In the forum thread on building a DAWG, what does the answer say a DAWG can be thought of as?

▶ [Passage]
-=-=-

0

How can a DAWG be created? I have found that there are two ways; one is converting a trie into a dawg and the other being creating a new DAWG straight away? Which one is the easiest? Can you please elaborate on the two and provide some links?

templatetypedef
  • 362,284
  • 104
  • 897
  • 1,065
Usman Amjed
  • 89
  • 1
  • 7

1 Answers1

5

One way to think about the DAWG is as a minimum-state DFA for all of the words in your word list. As a result, the traditional algorithm for constructing a DAWG is the following:

  1. Start off by constructing a trie for the collection of words.
  2. Add a new node to the trie with edges from itself to itself on all inputs.
  3. For each missing letter transition in the trie, add a transition from the start node to this new dead node.
  4. (At this point, you now have a (probably non-minimum) DFA for the set of words.)
  5. Minimize the DFA using the standard algorithm for DFA state minimization.

Once you have done this, you will be left with a DAWG for the set of words you are interested in.

The runtime of this algorithm is as follows. Constructing the initial DFA can be done by constructing a trie for all the original words (which takes time O(n), where n is the total number of characters in all the input strings), then filling in the missing transitions (which takes time O(n|Σ|), where |Σ| is the number of different characters in your alphabet). From there, the minimization algorithm runs in time O(n2 |Σ|). This means that the overall runtime for the algorithm is O(n2 |Σ|).

-=-=-

▶ [Supplied records]
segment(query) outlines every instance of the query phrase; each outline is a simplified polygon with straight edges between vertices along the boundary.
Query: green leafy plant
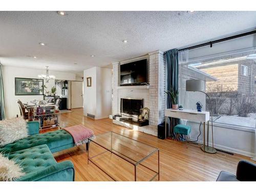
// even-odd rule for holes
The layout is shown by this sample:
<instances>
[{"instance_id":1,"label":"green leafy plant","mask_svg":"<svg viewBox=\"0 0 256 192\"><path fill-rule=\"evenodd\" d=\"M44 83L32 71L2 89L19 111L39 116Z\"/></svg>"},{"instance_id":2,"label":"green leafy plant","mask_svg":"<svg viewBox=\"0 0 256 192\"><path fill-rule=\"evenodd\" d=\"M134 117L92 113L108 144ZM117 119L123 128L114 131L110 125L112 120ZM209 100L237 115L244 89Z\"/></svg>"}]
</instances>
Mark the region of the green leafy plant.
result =
<instances>
[{"instance_id":1,"label":"green leafy plant","mask_svg":"<svg viewBox=\"0 0 256 192\"><path fill-rule=\"evenodd\" d=\"M164 92L169 95L173 104L177 104L178 96L179 96L179 90L178 88L175 90L173 86L170 86L170 91L167 90Z\"/></svg>"},{"instance_id":2,"label":"green leafy plant","mask_svg":"<svg viewBox=\"0 0 256 192\"><path fill-rule=\"evenodd\" d=\"M51 90L51 92L52 93L55 93L56 90L56 88L55 87L53 87Z\"/></svg>"}]
</instances>

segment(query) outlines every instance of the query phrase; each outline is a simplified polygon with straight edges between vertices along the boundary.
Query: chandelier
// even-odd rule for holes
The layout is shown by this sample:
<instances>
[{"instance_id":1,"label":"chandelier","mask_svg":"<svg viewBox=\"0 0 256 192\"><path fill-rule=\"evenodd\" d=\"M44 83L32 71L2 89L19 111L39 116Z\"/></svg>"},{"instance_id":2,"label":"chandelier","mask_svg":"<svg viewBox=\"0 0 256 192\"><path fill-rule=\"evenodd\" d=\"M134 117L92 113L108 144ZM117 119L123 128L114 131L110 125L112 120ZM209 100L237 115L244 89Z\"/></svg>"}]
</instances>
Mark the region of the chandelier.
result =
<instances>
[{"instance_id":1,"label":"chandelier","mask_svg":"<svg viewBox=\"0 0 256 192\"><path fill-rule=\"evenodd\" d=\"M46 82L48 83L49 80L50 79L53 79L55 78L55 76L54 75L49 75L49 66L46 67L46 74L41 74L37 75L37 77L40 78L40 79L44 79L46 81Z\"/></svg>"}]
</instances>

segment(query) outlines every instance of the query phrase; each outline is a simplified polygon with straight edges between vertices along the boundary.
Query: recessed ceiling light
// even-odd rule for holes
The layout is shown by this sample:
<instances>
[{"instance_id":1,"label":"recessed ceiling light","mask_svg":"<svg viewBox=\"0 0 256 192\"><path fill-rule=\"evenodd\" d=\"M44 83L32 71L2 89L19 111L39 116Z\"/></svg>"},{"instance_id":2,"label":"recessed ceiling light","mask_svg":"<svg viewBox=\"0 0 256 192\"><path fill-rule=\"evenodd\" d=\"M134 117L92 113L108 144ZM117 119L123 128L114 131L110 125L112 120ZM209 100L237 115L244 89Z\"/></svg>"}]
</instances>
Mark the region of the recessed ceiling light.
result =
<instances>
[{"instance_id":1,"label":"recessed ceiling light","mask_svg":"<svg viewBox=\"0 0 256 192\"><path fill-rule=\"evenodd\" d=\"M60 15L61 15L61 16L64 16L66 14L66 13L65 13L65 12L63 11L58 11L57 12L57 13L58 13L58 14Z\"/></svg>"},{"instance_id":2,"label":"recessed ceiling light","mask_svg":"<svg viewBox=\"0 0 256 192\"><path fill-rule=\"evenodd\" d=\"M45 44L44 42L39 42L39 45L42 46L46 46L46 44Z\"/></svg>"}]
</instances>

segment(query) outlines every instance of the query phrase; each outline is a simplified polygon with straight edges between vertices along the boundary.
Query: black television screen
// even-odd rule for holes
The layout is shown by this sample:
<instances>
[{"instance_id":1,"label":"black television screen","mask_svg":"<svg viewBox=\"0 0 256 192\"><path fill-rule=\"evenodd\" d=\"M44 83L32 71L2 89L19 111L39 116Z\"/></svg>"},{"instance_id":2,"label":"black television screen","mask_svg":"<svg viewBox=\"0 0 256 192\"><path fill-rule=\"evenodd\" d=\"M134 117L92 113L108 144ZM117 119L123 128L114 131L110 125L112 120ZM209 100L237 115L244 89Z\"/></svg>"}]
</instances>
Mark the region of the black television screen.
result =
<instances>
[{"instance_id":1,"label":"black television screen","mask_svg":"<svg viewBox=\"0 0 256 192\"><path fill-rule=\"evenodd\" d=\"M146 59L123 64L120 66L120 85L139 85L147 83Z\"/></svg>"}]
</instances>

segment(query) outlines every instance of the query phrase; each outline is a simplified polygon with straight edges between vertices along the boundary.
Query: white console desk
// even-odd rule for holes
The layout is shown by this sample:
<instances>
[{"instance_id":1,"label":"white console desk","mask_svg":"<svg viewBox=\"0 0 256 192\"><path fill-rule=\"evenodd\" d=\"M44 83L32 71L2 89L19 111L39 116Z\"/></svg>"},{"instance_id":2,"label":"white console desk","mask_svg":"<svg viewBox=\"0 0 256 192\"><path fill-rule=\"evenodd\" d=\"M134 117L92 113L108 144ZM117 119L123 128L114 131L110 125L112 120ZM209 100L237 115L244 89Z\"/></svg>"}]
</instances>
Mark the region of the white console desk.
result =
<instances>
[{"instance_id":1,"label":"white console desk","mask_svg":"<svg viewBox=\"0 0 256 192\"><path fill-rule=\"evenodd\" d=\"M167 117L173 117L178 119L183 119L187 120L192 120L203 122L204 124L204 146L202 150L205 152L205 122L208 122L210 119L210 112L208 111L198 112L196 110L173 110L172 109L167 109L164 112L165 117L165 133L166 133L166 122ZM207 123L209 126L209 123ZM207 141L208 140L207 138Z\"/></svg>"}]
</instances>

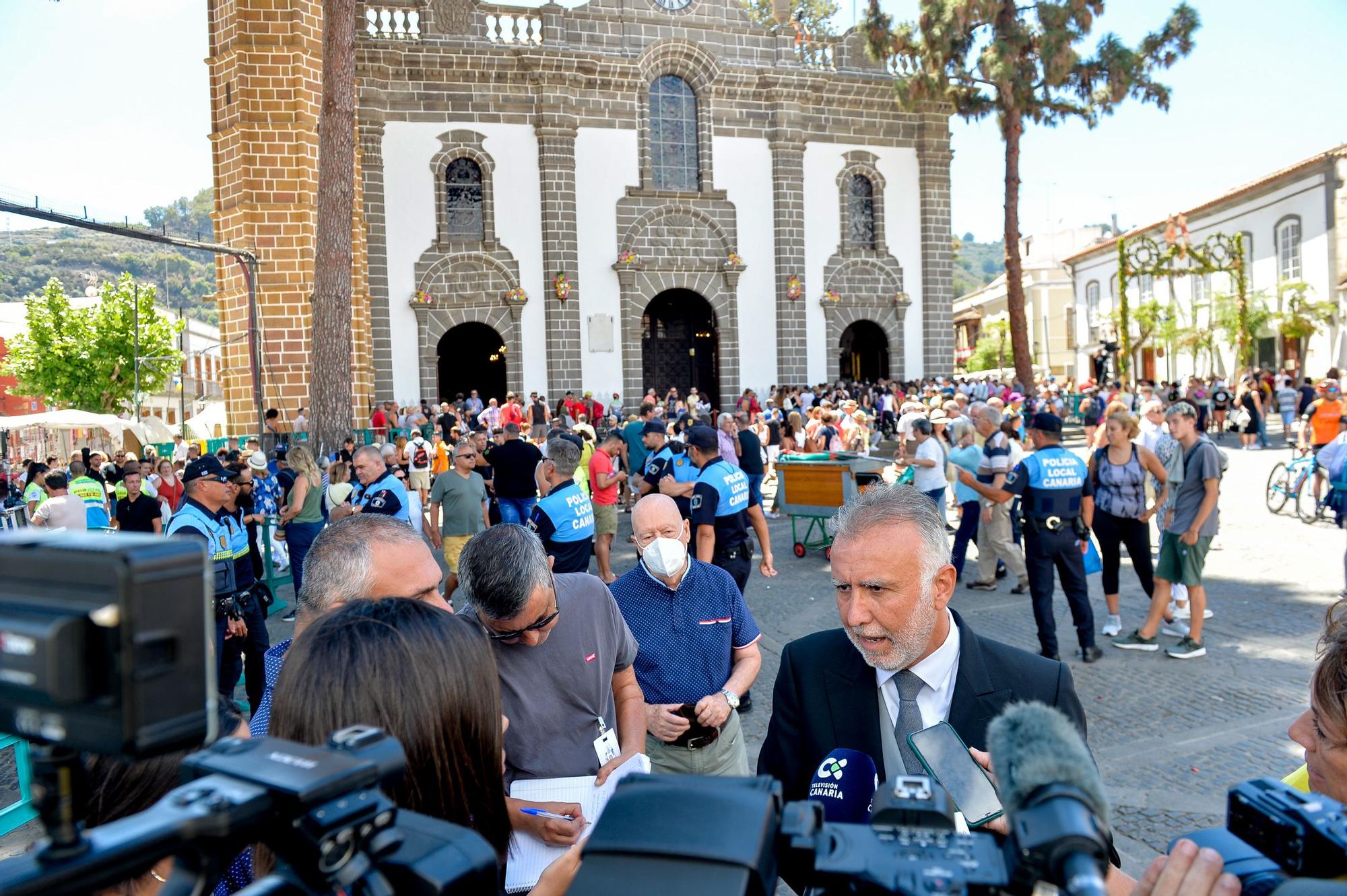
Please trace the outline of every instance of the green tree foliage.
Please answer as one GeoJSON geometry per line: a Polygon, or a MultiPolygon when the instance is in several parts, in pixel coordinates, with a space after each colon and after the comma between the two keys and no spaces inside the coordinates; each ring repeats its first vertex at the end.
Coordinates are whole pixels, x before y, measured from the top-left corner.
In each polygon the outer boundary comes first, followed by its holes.
{"type": "Polygon", "coordinates": [[[1249,293],[1245,304],[1245,319],[1249,338],[1241,346],[1239,340],[1239,293],[1218,292],[1211,300],[1211,326],[1226,334],[1228,344],[1235,347],[1237,367],[1250,367],[1254,362],[1254,342],[1268,324],[1273,322],[1274,312],[1268,308],[1268,291],[1258,289],[1249,293]]]}
{"type": "Polygon", "coordinates": [[[180,196],[167,206],[145,209],[145,223],[152,230],[163,230],[175,237],[214,242],[214,223],[210,221],[214,206],[214,194],[206,187],[195,196],[180,196]]]}
{"type": "MultiPolygon", "coordinates": [[[[749,19],[764,28],[777,27],[776,9],[772,0],[740,0],[744,12],[749,19]]],[[[838,4],[832,0],[791,0],[791,13],[810,35],[826,36],[834,34],[832,16],[838,12],[838,4]]],[[[791,26],[783,26],[791,28],[791,26]]]]}
{"type": "Polygon", "coordinates": [[[26,299],[28,331],[8,342],[3,371],[15,391],[48,404],[117,413],[135,400],[136,311],[140,315],[140,390],[159,391],[182,365],[174,347],[182,324],[155,311],[155,288],[131,274],[102,285],[98,304],[70,304],[59,280],[26,299]],[[145,361],[154,358],[154,361],[145,361]]]}
{"type": "Polygon", "coordinates": [[[897,27],[870,0],[867,43],[878,59],[896,57],[896,93],[905,108],[947,104],[967,120],[997,116],[1005,141],[1005,266],[1016,373],[1033,382],[1020,265],[1020,139],[1025,122],[1055,126],[1080,118],[1088,126],[1129,97],[1169,108],[1169,89],[1154,79],[1192,50],[1197,13],[1175,7],[1161,28],[1127,47],[1105,35],[1094,55],[1078,44],[1103,0],[920,0],[915,23],[897,27]]]}
{"type": "Polygon", "coordinates": [[[1005,367],[1009,357],[1010,324],[1005,320],[993,320],[978,334],[978,342],[973,347],[973,354],[968,355],[966,367],[968,373],[995,370],[1005,367]]]}

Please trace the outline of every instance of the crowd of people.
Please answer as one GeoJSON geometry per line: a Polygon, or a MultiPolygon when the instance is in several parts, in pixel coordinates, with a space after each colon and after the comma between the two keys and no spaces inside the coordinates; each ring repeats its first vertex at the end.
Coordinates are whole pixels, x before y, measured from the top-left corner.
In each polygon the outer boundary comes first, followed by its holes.
{"type": "MultiPolygon", "coordinates": [[[[1274,397],[1282,390],[1269,385],[1274,397]]],[[[1234,405],[1227,420],[1216,416],[1220,382],[1086,383],[1079,400],[1074,387],[933,378],[765,397],[748,389],[723,412],[695,389],[686,398],[651,390],[630,408],[617,394],[601,405],[567,393],[554,409],[536,393],[485,402],[471,393],[438,413],[380,408],[370,420],[379,441],[352,436],[319,457],[279,428],[269,451],[230,440],[202,456],[176,440],[172,457],[147,461],[124,451],[47,457],[26,465],[23,499],[38,526],[201,538],[221,690],[232,698],[242,682],[247,693],[237,733],[322,744],[342,725],[384,728],[408,756],[407,779],[389,792],[397,805],[473,827],[502,865],[512,835],[571,846],[533,888],[548,896],[566,892],[589,819],[575,803],[516,799],[513,782],[602,783],[636,753],[660,772],[750,772],[740,716],[752,710],[762,661],[745,591],[756,554],[760,574],[776,574],[764,484],[783,453],[882,445],[896,480],[834,521],[842,627],[781,655],[757,771],[777,778],[787,799],[807,794],[836,739],[863,747],[884,779],[921,771],[904,736],[942,720],[986,764],[986,722],[1017,700],[1055,705],[1083,732],[1070,674],[1055,662],[1052,592],[1056,574],[1082,658],[1100,659],[1083,554],[1091,533],[1107,604],[1099,631],[1119,648],[1154,651],[1165,635],[1177,638],[1169,657],[1204,655],[1203,562],[1224,467],[1207,433],[1235,425],[1234,405]],[[1084,457],[1061,445],[1067,416],[1084,426],[1084,457]],[[638,556],[621,574],[612,561],[620,514],[630,514],[638,556]],[[978,564],[964,576],[971,544],[978,564]],[[1150,597],[1126,635],[1123,549],[1150,597]],[[288,564],[296,596],[294,634],[275,644],[268,553],[288,564]],[[995,591],[1002,577],[1030,595],[1039,657],[975,634],[947,607],[960,580],[995,591]],[[986,681],[968,683],[955,669],[986,681]]],[[[1262,391],[1254,374],[1237,385],[1262,391]]],[[[1342,420],[1335,379],[1313,393],[1301,404],[1296,389],[1307,449],[1338,440],[1342,420]]],[[[1342,618],[1329,616],[1313,725],[1300,718],[1290,732],[1307,748],[1292,782],[1328,794],[1347,788],[1347,768],[1325,748],[1347,743],[1342,618]]],[[[167,790],[159,766],[105,774],[117,786],[144,774],[167,790]]],[[[269,856],[256,852],[218,893],[267,870],[269,856]]],[[[1195,850],[1180,858],[1210,864],[1195,850]]],[[[788,881],[799,873],[785,868],[788,881]]]]}

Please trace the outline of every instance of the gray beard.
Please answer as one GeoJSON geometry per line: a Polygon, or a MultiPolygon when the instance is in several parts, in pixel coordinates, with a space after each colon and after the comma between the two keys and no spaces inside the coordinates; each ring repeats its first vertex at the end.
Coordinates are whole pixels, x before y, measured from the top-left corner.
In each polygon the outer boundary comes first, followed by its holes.
{"type": "MultiPolygon", "coordinates": [[[[843,627],[847,639],[850,639],[851,646],[861,652],[861,658],[865,659],[866,665],[876,669],[882,669],[885,671],[901,671],[915,663],[921,654],[925,652],[927,647],[931,644],[931,635],[935,632],[936,612],[935,604],[931,603],[929,589],[917,601],[917,608],[913,611],[912,618],[908,620],[907,627],[902,631],[889,631],[884,630],[884,636],[889,639],[892,644],[889,652],[884,657],[873,657],[861,648],[859,635],[854,632],[850,627],[843,627]]],[[[873,632],[867,632],[873,634],[873,632]]]]}

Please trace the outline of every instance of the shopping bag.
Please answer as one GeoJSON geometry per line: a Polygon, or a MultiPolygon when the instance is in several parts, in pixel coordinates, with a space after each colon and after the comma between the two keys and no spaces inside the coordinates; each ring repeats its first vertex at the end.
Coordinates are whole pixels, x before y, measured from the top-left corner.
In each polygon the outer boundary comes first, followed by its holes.
{"type": "Polygon", "coordinates": [[[1103,572],[1103,561],[1099,560],[1099,549],[1094,546],[1094,538],[1086,542],[1086,553],[1083,560],[1086,561],[1086,574],[1103,572]]]}

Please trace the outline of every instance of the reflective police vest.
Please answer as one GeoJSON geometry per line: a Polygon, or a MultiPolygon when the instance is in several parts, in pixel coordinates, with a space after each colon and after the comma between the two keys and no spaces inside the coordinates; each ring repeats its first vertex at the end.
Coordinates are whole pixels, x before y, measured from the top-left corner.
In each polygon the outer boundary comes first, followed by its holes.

-=-=-

▶ [Answer for the task] A minimum-state DFA for all of the words in your word list.